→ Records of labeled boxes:
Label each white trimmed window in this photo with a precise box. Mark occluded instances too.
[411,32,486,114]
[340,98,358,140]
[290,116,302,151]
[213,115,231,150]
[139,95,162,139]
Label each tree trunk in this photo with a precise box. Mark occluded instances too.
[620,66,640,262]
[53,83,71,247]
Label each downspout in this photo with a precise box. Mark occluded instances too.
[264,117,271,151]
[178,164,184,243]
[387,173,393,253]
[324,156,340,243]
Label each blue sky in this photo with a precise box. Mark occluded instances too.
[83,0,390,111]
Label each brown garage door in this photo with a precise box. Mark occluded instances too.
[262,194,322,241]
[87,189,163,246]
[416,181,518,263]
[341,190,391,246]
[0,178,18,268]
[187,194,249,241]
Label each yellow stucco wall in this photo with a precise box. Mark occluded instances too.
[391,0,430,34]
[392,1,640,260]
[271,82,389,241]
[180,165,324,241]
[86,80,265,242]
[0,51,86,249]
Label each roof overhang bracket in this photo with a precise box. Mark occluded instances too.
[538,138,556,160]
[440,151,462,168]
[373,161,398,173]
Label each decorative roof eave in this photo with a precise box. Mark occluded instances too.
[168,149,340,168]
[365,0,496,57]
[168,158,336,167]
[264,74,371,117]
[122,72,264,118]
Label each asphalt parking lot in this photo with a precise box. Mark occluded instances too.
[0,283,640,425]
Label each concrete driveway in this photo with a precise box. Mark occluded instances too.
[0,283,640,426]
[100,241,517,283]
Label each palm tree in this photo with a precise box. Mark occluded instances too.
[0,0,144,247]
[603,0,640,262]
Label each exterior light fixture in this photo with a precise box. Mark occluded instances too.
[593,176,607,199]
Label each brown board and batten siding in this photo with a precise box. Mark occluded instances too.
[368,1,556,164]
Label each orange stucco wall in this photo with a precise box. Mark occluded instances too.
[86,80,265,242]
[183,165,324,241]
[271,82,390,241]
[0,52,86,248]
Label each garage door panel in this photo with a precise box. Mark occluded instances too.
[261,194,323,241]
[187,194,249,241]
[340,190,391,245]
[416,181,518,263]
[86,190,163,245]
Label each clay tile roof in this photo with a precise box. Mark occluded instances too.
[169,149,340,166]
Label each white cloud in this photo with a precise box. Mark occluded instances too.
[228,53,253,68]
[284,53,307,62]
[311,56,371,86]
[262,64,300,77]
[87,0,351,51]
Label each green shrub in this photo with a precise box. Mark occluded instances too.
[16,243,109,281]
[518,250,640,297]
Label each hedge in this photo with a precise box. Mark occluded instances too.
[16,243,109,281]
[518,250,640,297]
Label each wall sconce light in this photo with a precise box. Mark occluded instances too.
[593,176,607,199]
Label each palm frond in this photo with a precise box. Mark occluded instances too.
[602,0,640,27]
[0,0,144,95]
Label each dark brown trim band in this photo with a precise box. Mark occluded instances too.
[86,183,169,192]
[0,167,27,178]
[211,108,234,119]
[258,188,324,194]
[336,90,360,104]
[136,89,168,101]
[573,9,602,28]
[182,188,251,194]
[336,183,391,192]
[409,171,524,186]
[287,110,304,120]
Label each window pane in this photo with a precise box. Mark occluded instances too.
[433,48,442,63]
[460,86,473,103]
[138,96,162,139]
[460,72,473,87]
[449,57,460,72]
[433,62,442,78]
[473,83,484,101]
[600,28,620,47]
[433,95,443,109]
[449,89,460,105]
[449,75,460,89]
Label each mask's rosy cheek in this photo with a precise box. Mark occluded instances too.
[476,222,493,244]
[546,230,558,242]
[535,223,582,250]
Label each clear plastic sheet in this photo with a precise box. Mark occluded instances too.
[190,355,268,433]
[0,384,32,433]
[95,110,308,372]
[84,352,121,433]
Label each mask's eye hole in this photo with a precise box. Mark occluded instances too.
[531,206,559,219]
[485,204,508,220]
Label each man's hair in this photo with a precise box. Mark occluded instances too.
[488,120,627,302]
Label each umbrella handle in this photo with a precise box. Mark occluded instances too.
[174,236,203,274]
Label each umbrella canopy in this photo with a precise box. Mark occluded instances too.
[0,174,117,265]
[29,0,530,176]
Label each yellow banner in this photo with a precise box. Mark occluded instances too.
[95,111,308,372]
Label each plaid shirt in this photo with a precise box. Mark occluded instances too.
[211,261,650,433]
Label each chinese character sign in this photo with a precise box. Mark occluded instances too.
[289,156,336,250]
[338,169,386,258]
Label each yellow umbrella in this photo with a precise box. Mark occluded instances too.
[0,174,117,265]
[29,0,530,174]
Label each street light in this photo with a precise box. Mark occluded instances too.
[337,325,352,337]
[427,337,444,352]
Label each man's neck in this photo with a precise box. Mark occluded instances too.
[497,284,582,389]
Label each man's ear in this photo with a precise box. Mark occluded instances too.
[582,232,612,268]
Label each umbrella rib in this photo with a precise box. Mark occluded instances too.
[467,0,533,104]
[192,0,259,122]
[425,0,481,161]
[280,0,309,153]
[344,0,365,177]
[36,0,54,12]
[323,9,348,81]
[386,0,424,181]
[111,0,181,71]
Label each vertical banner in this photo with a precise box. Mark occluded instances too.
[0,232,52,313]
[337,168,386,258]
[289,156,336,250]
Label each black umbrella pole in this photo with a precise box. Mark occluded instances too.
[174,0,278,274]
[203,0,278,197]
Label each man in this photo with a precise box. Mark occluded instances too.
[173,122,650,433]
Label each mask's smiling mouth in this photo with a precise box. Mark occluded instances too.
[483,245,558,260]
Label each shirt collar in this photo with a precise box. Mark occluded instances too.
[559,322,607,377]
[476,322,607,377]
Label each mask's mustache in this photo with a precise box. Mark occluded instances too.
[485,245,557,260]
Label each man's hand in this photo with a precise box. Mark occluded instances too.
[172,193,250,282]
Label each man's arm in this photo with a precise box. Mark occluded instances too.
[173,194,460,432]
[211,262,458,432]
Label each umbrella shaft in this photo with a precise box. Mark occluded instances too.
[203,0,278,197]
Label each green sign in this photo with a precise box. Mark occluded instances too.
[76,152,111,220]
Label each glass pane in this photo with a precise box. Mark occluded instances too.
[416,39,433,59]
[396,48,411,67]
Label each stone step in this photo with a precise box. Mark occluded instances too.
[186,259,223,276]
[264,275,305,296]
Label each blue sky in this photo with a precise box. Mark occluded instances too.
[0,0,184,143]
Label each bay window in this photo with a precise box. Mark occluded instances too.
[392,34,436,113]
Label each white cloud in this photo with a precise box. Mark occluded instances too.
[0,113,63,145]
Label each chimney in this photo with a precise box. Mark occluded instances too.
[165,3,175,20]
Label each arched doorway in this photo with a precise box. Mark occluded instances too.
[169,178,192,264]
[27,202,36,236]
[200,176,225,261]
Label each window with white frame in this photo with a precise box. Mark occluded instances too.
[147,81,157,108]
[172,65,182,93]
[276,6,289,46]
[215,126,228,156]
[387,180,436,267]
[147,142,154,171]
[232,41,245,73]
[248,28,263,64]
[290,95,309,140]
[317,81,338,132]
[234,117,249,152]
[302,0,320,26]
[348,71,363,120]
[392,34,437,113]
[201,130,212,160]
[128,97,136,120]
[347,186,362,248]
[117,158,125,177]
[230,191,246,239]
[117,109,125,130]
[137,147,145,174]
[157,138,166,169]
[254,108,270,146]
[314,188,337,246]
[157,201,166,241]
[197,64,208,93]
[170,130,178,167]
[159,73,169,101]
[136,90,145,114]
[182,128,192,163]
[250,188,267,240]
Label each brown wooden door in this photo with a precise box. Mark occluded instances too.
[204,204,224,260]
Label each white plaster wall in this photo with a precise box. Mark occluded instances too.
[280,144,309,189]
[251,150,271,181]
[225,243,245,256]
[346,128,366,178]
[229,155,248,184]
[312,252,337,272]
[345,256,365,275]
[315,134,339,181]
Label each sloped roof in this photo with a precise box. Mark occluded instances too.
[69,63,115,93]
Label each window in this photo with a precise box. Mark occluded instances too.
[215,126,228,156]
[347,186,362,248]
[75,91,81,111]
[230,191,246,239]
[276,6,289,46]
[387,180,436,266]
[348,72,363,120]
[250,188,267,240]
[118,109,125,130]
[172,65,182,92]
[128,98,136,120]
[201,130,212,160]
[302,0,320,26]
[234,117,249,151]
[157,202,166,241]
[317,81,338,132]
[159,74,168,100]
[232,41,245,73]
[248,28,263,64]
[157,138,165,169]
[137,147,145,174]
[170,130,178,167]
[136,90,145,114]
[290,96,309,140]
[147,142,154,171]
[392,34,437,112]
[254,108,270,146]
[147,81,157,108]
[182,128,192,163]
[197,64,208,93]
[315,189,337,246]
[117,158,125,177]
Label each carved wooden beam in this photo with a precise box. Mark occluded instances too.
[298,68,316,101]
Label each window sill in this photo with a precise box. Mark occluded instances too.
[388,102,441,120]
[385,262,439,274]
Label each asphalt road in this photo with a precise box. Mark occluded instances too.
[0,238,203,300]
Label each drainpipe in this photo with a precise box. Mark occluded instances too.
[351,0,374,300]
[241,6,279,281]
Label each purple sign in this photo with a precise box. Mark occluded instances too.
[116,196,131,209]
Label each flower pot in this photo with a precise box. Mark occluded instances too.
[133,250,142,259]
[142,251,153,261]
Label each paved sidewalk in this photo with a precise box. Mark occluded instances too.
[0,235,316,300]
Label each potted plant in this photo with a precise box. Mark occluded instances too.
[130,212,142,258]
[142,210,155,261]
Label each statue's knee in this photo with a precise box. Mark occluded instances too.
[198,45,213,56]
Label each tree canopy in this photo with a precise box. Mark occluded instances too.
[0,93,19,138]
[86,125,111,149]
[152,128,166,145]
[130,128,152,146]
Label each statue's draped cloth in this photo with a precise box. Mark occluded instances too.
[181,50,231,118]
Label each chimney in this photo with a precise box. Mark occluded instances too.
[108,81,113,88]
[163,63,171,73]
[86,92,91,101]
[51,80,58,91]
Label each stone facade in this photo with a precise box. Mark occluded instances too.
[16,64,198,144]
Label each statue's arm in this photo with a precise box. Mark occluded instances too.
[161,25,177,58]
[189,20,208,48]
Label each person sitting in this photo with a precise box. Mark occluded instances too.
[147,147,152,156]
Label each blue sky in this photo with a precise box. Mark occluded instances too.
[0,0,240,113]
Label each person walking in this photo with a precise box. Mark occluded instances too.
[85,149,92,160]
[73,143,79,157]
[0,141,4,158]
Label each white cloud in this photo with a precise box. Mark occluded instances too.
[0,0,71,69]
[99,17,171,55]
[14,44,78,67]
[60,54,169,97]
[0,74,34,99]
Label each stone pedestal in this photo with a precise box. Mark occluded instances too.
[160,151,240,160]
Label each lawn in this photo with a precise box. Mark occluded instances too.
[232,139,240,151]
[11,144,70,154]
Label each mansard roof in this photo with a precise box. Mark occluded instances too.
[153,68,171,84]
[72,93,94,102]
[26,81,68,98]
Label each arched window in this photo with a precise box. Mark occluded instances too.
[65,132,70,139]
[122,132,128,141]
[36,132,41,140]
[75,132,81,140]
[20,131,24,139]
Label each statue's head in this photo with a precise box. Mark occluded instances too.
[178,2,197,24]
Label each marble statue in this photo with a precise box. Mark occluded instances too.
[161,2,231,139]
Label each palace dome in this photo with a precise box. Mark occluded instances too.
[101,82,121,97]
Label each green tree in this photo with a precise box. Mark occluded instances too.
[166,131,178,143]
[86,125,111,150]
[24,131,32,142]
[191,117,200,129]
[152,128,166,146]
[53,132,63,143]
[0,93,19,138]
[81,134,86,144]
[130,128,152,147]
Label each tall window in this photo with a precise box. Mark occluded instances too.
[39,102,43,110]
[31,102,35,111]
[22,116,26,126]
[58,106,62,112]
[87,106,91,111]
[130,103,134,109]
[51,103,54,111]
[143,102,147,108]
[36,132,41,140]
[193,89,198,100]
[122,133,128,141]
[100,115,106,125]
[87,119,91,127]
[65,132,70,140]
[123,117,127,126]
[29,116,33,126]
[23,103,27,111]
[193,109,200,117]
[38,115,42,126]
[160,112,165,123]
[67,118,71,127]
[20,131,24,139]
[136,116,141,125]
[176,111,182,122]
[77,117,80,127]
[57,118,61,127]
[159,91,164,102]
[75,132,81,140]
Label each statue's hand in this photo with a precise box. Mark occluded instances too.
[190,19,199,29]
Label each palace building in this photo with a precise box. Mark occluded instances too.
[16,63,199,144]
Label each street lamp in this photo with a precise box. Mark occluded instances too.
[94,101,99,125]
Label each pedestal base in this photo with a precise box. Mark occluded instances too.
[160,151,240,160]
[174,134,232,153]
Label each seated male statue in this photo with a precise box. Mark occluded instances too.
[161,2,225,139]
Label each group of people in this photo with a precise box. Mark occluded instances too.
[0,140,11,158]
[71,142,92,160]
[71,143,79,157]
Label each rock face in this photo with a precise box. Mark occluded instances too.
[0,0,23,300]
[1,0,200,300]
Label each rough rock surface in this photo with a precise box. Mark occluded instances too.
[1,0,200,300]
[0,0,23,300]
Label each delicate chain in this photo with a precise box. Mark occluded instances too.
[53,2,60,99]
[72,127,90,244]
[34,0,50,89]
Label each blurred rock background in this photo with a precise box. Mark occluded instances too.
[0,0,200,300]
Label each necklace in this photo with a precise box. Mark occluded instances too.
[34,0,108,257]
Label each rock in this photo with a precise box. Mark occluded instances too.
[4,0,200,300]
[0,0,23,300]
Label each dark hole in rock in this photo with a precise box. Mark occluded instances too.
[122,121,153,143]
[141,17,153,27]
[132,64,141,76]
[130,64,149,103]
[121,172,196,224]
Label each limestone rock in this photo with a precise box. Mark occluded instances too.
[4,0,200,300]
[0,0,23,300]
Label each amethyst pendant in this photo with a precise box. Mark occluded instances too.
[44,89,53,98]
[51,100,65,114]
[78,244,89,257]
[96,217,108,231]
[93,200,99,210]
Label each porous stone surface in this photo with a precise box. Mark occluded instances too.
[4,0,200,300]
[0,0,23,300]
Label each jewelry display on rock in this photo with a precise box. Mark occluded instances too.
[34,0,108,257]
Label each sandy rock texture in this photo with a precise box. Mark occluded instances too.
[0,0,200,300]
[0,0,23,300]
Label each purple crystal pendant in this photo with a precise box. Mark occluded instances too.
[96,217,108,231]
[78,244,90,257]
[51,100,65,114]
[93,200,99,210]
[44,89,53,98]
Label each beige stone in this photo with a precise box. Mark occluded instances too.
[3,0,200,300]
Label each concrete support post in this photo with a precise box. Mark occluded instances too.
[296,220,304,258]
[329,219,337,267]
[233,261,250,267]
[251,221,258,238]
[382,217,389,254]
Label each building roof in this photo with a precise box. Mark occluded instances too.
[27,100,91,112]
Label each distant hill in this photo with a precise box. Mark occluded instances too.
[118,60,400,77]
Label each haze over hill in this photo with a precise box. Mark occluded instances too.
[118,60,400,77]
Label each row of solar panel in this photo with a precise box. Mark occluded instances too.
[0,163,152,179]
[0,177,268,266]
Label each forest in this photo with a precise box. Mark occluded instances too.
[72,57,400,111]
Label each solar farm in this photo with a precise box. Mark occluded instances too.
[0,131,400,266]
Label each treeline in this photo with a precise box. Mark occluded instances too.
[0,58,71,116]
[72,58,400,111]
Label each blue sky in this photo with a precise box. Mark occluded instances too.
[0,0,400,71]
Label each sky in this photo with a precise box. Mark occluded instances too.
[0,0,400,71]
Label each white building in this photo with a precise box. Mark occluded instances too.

→ Task to carry out:
Lay out the rows from the one containing "Label each man's ear" through the one containing "[200,176,225,261]" as a two-column CSV with the headers request and boxes. Give one line per request, putting its text and its answer each in a single quoted field with line breaks replaced by spaces.

→ Solved problem:
request,boxes
"Label each man's ear in this photo with a precise box. Mark occluded instances too.","[582,232,612,268]"
"Label each umbrella rib in this photo with a precise box. Mark occluded instances too.","[467,0,533,104] [192,0,259,122] [425,0,481,161] [280,0,309,153] [344,0,365,177] [36,0,54,12] [323,9,348,81] [386,0,424,181] [111,0,181,71]"
"Label each vertical banner in this photo with a precise box. Mark occluded instances too.","[0,232,52,313] [337,168,386,258] [289,156,336,250]"
"Label each black umbrella pole in this photo with a precise box. Mark occluded instances too.","[174,0,278,274] [203,0,278,197]"
"Label each man in this photo with a precise box. Mark occluded instances too.","[173,122,650,433]"
"Label each mask's smiling mouth in this photo with a precise box. Mark occluded instances too.","[483,245,558,260]"
"Label each shirt collar in this photo with a precise box. Mark occluded instances too.","[559,322,607,377] [476,322,607,377]"
"Label each mask's mustache in this photo with a precise box. Mark occluded instances too.","[485,245,557,260]"
"Label each man's hand in this photo with a precise box. Mark occluded instances too.","[172,193,250,282]"
"Label each man's arm in this photo with a precise box. Mark occluded instances too.","[173,194,460,432] [211,262,458,432]"
"Label each umbrella shaft in this photo with a precise box. Mark occluded instances too.","[203,0,278,197]"
"Label each green sign in this photo with a precise box. Mark occluded instances too.","[76,152,111,220]"
"Label each glass pane in this photo with a precise box. Mark occluded instances too.","[416,39,433,59] [396,48,411,67]"
"Label each stone step in this photo with a precise box. Mark occluded instances too.","[186,259,223,276] [264,275,305,296]"
"Label each blue sky in this photo with a precise box. Mark occluded instances too.","[0,0,184,143]"
"Label each bay window in this photo with a precise box. Mark occluded instances too.","[392,34,436,113]"
"Label each white cloud in this photo with a precise box. Mark occluded instances too.","[0,113,63,145]"
"Label each chimney in this photo with a precise box. Mark occluded instances too.","[165,3,175,20]"
"Label each arched doorway in this photo with a precise box. Mark occluded instances too.","[169,178,192,264] [27,202,36,236] [200,176,225,261]"